Source code for sheaf_mpnn.nsd.nsd_layers

# Copyright (c) 2026 "Sheaf Neural Networks as Message Passing"
# Authors: Alessio Borgi, Gabriele Onorato, Luke Braithwaite,
#   Mario Severino, Emanuele Mule, Dario Loi,
#   Francesco Restuccia, Fabrizio Silvestri, Pietro Liò

from abc import abstractmethod
from typing import Literal

import torch
from torch import nn
from torch_geometric.utils import add_self_loops

from sheaf_mpnn.base_conv import BaseSheafConv
from sheaf_mpnn.utils import (
    apply_diagonal_norm,
    apply_general_norm,
    apply_low_rank_norm,
    apply_orthogonal_norm,
    attention_cayley,
    cayley,
    householder,
)


class BaseNSDConv(BaseSheafConv):
    """Base class for NSD convolutions (MPSNN formulation).

    The class computes the full sheaf Laplacian action inside message()
    without a separate scatter for the diagonal term.  Then, each of the
    subclasses implement get_map_products(), which precomputes the composed
    restriction-map products self_map = restriction_maps_dst^T restriction_maps_dst
    and cross_map = restriction_maps_dst^T restriction_maps_src per edge before the
    message loop, reducing message() to two matmuls instead of three.
    """

    def __init__(
        self,
        stalk_dim: int,
        in_channels: int,
        hidden_dim: int,
        alpha: float = 1.0,
        context_dim: int | None = None,
        add_self_loops: bool = True,
    ):
        """Initializes the shared NSD convolution parameters.

        Args:
            stalk_dim: Stalk dimension. Each node state handled by the layer has shape
                ``[stalk_dim, in_channels]``.
            in_channels: Feature dimension inside each stalk channel (f).
            hidden_dim: Hidden width of the restriction-map generator MLP.
            alpha: Initial residual diffusion step size.
            context_dim: Width of each node context vector ``x_feat``.

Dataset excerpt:
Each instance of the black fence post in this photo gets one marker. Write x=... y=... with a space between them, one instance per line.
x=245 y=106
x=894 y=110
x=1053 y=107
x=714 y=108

--

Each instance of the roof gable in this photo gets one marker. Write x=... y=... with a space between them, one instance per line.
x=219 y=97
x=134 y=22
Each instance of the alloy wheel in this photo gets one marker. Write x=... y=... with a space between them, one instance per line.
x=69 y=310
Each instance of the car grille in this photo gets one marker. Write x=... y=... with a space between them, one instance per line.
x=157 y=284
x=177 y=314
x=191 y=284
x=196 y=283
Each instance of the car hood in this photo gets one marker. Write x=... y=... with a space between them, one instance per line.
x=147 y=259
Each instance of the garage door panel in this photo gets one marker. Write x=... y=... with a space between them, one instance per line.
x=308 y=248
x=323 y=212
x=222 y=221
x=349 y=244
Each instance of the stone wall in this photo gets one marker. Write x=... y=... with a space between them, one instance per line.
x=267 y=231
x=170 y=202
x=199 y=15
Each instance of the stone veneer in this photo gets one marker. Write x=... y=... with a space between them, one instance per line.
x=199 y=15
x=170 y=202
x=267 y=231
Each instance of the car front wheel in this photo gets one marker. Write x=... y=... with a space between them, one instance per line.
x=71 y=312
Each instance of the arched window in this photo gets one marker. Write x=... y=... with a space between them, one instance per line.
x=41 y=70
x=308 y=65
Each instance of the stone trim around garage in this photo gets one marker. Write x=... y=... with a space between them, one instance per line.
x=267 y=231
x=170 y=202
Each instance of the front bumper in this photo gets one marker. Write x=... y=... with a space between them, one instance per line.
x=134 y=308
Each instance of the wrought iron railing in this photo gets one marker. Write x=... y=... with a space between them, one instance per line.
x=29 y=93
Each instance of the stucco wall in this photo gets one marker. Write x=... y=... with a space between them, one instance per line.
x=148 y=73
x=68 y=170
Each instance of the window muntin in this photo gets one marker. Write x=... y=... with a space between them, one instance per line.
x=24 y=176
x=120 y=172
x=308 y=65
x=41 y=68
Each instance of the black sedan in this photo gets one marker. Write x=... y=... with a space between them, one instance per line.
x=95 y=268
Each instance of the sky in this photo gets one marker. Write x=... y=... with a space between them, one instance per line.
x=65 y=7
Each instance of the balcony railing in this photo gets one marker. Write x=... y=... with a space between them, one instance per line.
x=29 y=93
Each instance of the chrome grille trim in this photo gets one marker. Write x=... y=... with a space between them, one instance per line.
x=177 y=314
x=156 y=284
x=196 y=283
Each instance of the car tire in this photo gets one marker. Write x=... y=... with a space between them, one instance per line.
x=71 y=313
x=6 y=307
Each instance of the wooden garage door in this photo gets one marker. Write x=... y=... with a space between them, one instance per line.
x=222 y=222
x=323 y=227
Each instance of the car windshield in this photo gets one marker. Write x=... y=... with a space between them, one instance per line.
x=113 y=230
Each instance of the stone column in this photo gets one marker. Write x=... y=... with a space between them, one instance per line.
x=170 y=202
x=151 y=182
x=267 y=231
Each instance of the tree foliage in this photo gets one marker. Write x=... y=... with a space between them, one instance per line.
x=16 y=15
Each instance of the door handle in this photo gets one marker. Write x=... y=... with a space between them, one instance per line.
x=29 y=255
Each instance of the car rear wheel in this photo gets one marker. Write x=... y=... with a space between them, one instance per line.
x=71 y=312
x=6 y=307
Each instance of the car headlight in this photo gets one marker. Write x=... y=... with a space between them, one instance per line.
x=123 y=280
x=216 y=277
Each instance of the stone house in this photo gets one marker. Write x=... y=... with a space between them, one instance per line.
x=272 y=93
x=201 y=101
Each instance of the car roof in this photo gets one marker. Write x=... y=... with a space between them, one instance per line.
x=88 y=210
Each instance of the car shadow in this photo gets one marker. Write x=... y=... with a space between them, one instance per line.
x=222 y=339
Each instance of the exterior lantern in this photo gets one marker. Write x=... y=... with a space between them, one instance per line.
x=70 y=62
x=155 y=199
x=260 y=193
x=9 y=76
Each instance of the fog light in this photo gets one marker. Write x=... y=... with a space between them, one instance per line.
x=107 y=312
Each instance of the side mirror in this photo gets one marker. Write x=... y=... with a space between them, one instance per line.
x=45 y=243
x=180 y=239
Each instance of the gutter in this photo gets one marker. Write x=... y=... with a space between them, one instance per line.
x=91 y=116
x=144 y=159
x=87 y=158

[What you will do]
Print the passage of the NSD layers source code starting at "from sheaf_mpnn.base_conv import" and ending at "convolutions (MPSNN formulation).", copied verbatim.

[Correct output]
from sheaf_mpnn.base_conv import BaseSheafConv
from sheaf_mpnn.utils import (
    apply_diagonal_norm,
    apply_general_norm,
    apply_low_rank_norm,
    apply_orthogonal_norm,
    attention_cayley,
    cayley,
    householder,
)


class BaseNSDConv(BaseSheafConv):
    """Base class for NSD convolutions (MPSNN formulation).